■ **PROVIDED DATA**:
————

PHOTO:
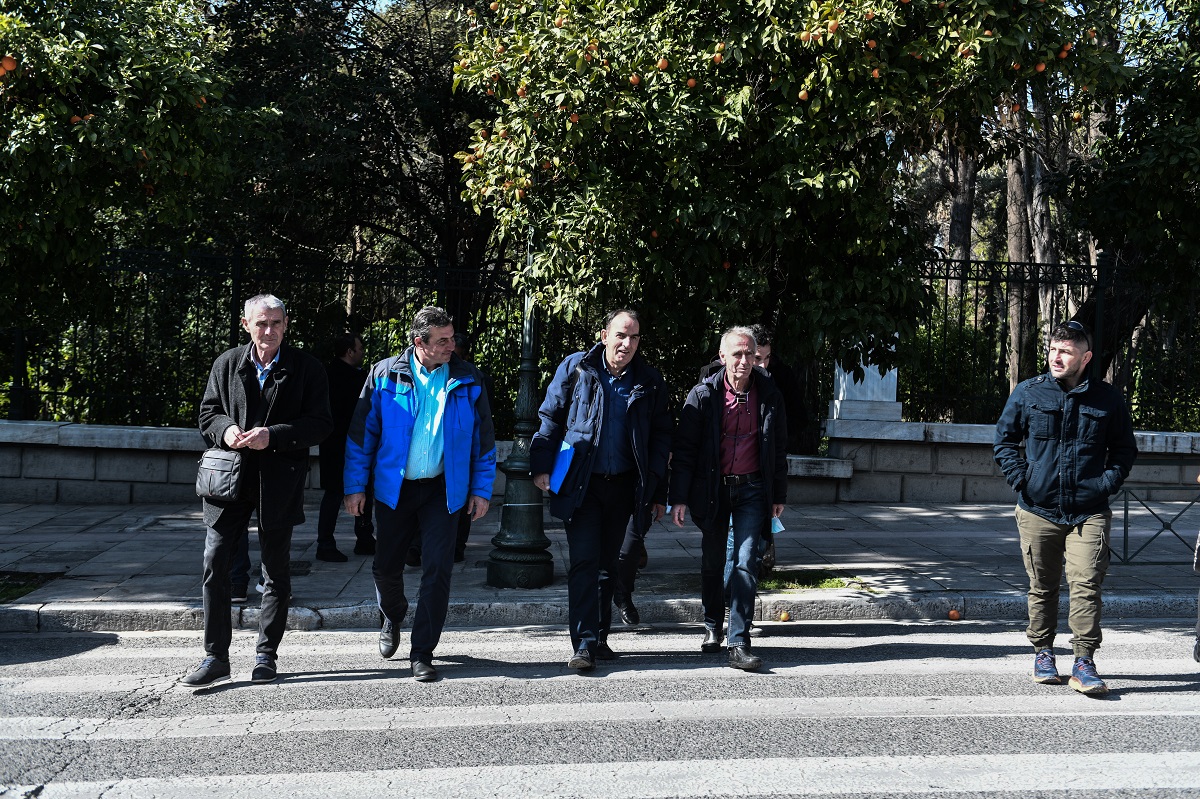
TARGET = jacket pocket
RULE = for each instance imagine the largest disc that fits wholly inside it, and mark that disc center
(1044, 422)
(1093, 424)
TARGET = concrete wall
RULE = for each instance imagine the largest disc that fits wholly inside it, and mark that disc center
(870, 462)
(913, 462)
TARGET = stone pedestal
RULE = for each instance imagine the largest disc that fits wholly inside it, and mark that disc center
(873, 400)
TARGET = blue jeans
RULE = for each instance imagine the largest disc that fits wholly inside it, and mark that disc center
(421, 511)
(750, 510)
(593, 539)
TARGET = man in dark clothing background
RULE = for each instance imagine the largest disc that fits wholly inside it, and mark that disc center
(346, 378)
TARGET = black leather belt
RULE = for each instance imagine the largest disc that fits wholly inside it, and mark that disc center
(616, 475)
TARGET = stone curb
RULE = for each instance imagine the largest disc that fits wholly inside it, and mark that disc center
(823, 605)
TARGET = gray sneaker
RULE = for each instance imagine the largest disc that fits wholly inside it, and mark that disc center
(210, 672)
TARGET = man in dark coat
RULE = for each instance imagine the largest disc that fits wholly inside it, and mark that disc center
(346, 379)
(606, 412)
(270, 403)
(730, 460)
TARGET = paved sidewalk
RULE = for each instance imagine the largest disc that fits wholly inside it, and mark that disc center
(138, 568)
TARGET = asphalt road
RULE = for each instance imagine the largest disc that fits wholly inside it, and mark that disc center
(841, 709)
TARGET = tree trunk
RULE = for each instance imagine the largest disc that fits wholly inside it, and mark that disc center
(1023, 299)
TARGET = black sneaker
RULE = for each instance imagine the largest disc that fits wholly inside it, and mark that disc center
(582, 660)
(264, 670)
(211, 671)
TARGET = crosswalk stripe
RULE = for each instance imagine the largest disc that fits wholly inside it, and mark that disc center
(1065, 703)
(922, 775)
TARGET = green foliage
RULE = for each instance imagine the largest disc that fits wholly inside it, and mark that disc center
(112, 119)
(735, 162)
(1139, 193)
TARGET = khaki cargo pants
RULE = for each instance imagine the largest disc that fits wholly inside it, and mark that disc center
(1084, 548)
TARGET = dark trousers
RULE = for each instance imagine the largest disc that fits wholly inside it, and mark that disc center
(748, 506)
(593, 538)
(327, 521)
(421, 510)
(222, 542)
(631, 550)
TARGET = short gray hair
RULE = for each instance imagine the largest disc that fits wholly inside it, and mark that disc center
(267, 300)
(426, 319)
(739, 331)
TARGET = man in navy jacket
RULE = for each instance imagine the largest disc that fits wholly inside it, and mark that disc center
(1079, 448)
(610, 409)
(424, 427)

————

What is needed is an exact reproduction of the data, pictures excluded.

PHOTO:
TARGET = jacket pocket
RULE = for each instance imagine the largest disc that fits wholly inside it, and mark that disc center
(1044, 422)
(1093, 424)
TARGET = concrete wall
RULE = for each instance imagine the largest disc that fits wholly inside it, and mark that disc center
(870, 462)
(913, 462)
TARGET = stone pedestal
RULE = for each instance imagine the largest disc that fits wholly inside it, and mark that disc center
(873, 400)
TARGET = blue jeans
RULE = for each instance imagine the largest disc that fits wholly inside it, and mark that disc center
(421, 511)
(750, 510)
(593, 539)
TARGET = man in dark clothing background
RULE = for each instance imagine the largest disc that fits wholly inside it, and mark that disc center
(346, 378)
TARGET = black leather belt
RULE = for each instance imagine the largest disc that fits wholly inside it, and mark that disc center
(616, 475)
TARGET = stone curb
RULE = for each instance imagine the largest disc that fits wholly inside it, and mark that disc center
(823, 605)
TARGET = gray sneaker
RULE = for each instance imagine the largest disc that fits wholly inside it, and mark that disc center
(210, 672)
TARGET = man in dark coat
RULE = for each instance imagine the largest disc that fits wholly inside it, and mark that disc center
(346, 379)
(606, 412)
(270, 403)
(730, 460)
TARGET = paved sidewalk
RULE = for each instance imagine the largest disc that fits wholly inside it, and mark that disc center
(138, 568)
TARGET = asphalt road
RULE = for each instance imagine the largest disc that fits wholly inside it, and mark that disc center
(841, 709)
TARGET = tree trunk
RULE = for each instance imagine the largest disc that fits wholly inside it, and mark that disc center
(1023, 299)
TARGET = black sneaker
RULE = for each instance imagine the largest disc that fits wholly inside it, and mark that disc center
(582, 660)
(264, 670)
(211, 671)
TARGET = crosswalk stripe
RULE = for each instance imagine the largest disc that fits wholly inside it, and mark that disc center
(1065, 703)
(922, 775)
TARGET = green foliage
RULE = for each instance imagine the largest disc that fits wholly inside it, and mark that disc center
(112, 119)
(735, 162)
(1139, 193)
TARGET = khaki cargo pants
RULE = for each instance imagine the largest disc that fits wholly inside it, and mark that disc center
(1084, 548)
TARGET = dark trousers
RULE = for each instance imagine the largest disc that fits wholly inside it, and mark that disc center
(748, 506)
(593, 538)
(327, 521)
(421, 510)
(222, 542)
(631, 550)
TARGET = short gray hair
RULE = for each instance imagine the largest disc that fits wholly inside it, and mark that disc center
(267, 300)
(426, 319)
(739, 331)
TARGET = man in navy jacket
RULE = for each instance imagine the largest disc that fits wholly inside it, and mark that disc center
(1079, 448)
(610, 409)
(424, 427)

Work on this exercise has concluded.